- _Teks yang Diberikan_:
Cerita Asintel Kejati Riau Awal Kasus Duta Palma Grup: Handphone Terus Berdering Hingga Perkara Diambil Alih Kejagung
SABANGMERAUKE NEWS, Pekanbaru - Asisten Intelijen Kejaksaan Tinggi Riau, Raharjo Budi Kisnanto mengungkap alasan Kejaksaan Agung memproses secara hukum bos Duta Palma Grup Surya Darmadi. Korps Adhyaksa melakukan penegakan hukum terhadap korporasi sawit di Indragiri Hulu itu, meski sudah ada mekanisme penyelesaian kebun kelapa sawit dalam kawasan hutan yang diatur dalam Undang-undang Cipta Kerja yang menganut asas ultimum remedium.
Raharjo menjelaskan, kasus Duta Palma Grup pada awalnya sempat masuk ke Kejati Riau. Namun dalam perkembangannya diduga terjadi intervensi dalam penanganan kasus tersebut. Hingga akhirnya perkara itu dilimpahkan ke Kejaksaan Agung saat Kejati Riau dijabat oleh Mia Amiati yang kini bertugas sebagai Kajati Jawa Timur.
"Telepon saya berdering terus saat itu. Banyak masuk telepon. Makanya saat itu sering saya matikan handphone. Akhirnya diputuskan oleh pimpinan Ibu Kajati saat itu untuk diambil alih penanganannya langsung oleh Kejaksaan Agung," kata Raharjo dalam diskusi UU Cipta Kerja yang dilaksanakan BEM Universitas Lancang Kuning (Unilak), Sabtu (26/11/2022).
Raharjo menjelaskan, UU Cipta Kerja tidak menjadi satu-satunya acuan dalam kasus Duta Palma Grup. Perkara dugaan megakorupsi ini menyangkut juga soal UU Keuangan Negara dan UU Perkebunan serta undang-undang lainnya.
"Jadi ada undang-undang lain yang jadi pegangan. Di antaranya UU Perpajakan dan UU Perkebunan, juga UU Keuangan Negara," kata Raharjo.

- _Data yang Diberikan_:
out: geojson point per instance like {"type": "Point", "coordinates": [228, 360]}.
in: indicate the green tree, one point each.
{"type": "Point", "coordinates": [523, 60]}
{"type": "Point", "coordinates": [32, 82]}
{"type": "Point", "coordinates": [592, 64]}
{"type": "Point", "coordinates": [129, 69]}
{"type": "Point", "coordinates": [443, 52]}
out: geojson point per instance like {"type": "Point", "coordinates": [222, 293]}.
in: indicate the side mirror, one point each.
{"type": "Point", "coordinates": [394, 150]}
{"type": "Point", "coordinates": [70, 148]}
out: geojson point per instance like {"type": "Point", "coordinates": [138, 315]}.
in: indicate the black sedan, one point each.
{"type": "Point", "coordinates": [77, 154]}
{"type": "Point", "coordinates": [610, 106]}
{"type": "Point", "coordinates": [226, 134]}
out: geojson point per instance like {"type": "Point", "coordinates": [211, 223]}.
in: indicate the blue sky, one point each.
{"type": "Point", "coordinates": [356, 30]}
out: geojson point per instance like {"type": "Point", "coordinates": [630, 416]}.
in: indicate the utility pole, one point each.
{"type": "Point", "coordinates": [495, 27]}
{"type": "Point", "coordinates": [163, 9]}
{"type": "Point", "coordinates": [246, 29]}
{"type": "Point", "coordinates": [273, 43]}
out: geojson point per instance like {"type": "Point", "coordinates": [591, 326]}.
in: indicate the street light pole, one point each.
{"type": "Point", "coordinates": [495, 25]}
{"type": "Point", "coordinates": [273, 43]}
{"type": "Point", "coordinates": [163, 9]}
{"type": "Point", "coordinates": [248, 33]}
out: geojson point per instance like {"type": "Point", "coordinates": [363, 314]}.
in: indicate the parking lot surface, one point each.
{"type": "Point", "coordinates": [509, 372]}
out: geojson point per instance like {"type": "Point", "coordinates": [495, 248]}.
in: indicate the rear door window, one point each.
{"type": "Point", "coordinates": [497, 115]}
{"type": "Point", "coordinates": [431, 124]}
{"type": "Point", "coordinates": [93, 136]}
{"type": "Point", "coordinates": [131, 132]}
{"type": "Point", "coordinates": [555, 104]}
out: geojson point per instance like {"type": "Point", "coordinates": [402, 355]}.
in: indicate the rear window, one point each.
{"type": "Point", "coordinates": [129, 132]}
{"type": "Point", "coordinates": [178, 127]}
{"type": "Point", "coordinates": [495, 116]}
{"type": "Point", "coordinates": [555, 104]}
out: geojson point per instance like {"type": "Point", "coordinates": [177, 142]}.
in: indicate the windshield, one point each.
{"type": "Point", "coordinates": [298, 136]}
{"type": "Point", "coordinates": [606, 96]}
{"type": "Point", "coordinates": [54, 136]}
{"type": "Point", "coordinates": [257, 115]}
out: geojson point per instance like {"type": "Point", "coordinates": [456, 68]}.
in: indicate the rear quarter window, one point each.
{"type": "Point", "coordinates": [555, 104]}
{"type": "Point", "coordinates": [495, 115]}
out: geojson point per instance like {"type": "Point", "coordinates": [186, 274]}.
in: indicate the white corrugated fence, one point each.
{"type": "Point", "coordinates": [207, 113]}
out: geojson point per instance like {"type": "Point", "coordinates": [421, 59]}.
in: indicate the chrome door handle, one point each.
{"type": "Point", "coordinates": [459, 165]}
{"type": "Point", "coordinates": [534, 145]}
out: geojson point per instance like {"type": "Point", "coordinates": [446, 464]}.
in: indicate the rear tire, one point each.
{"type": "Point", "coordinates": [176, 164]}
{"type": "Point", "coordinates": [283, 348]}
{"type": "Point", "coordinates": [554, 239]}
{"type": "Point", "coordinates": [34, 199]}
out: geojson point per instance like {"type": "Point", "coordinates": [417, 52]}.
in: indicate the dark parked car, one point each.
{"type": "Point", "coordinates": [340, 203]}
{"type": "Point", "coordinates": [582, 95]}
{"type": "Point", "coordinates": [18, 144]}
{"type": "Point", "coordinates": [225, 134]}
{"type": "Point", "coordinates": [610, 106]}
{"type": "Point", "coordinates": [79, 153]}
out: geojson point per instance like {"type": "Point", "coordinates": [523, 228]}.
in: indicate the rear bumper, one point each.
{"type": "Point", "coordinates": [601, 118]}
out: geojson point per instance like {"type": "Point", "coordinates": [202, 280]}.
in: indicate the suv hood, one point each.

- _Tujuan 1_:
Kembalikan bagian teks tentang kasus Duta Palma Grup mulai dari "Raharjo menjelaskan, kasus" dan berakhir pada "(Unilak), Sabtu (26/11/2022).", tanpa mengubah satu kata pun.
- _Tujuan 2_:
Jawab pertanyaan berikut berdasarkan teks tentang kasus Duta Palma Grup:
(a) Siapa yang menjabat sebagai Kajati Riau ketika perkara itu dilimpahkan ke Kejaksaan Agung?
(b) Di mana korporasi sawit Duta Palma Grup berada?
(c) Pada hari dan tanggal berapa diskusi UU Cipta Kerja di Unilak dilaksanakan?

- _Keluaran yang Diharapkan 1_:
Raharjo menjelaskan, kasus Duta Palma Grup pada awalnya sempat masuk ke Kejati Riau. Namun dalam perkembangannya diduga terjadi intervensi dalam penanganan kasus tersebut. Hingga akhirnya perkara itu dilimpahkan ke Kejaksaan Agung saat Kejati Riau dijabat oleh Mia Amiati yang kini bertugas sebagai Kajati Jawa Timur.
"Telepon saya berdering terus saat itu. Banyak masuk telepon. Makanya saat itu sering saya matikan handphone. Akhirnya diputuskan oleh pimpinan Ibu Kajati saat itu untuk diambil alih penanganannya langsung oleh Kejaksaan Agung," kata Raharjo dalam diskusi UU Cipta Kerja yang dilaksanakan BEM Universitas Lancang Kuning (Unilak), Sabtu (26/11/2022).

- _Keluaran yang Diharapkan 2_:
(a) Mia Amiati
(b) Indragiri Hulu
(c) Sabtu, 26/11/2022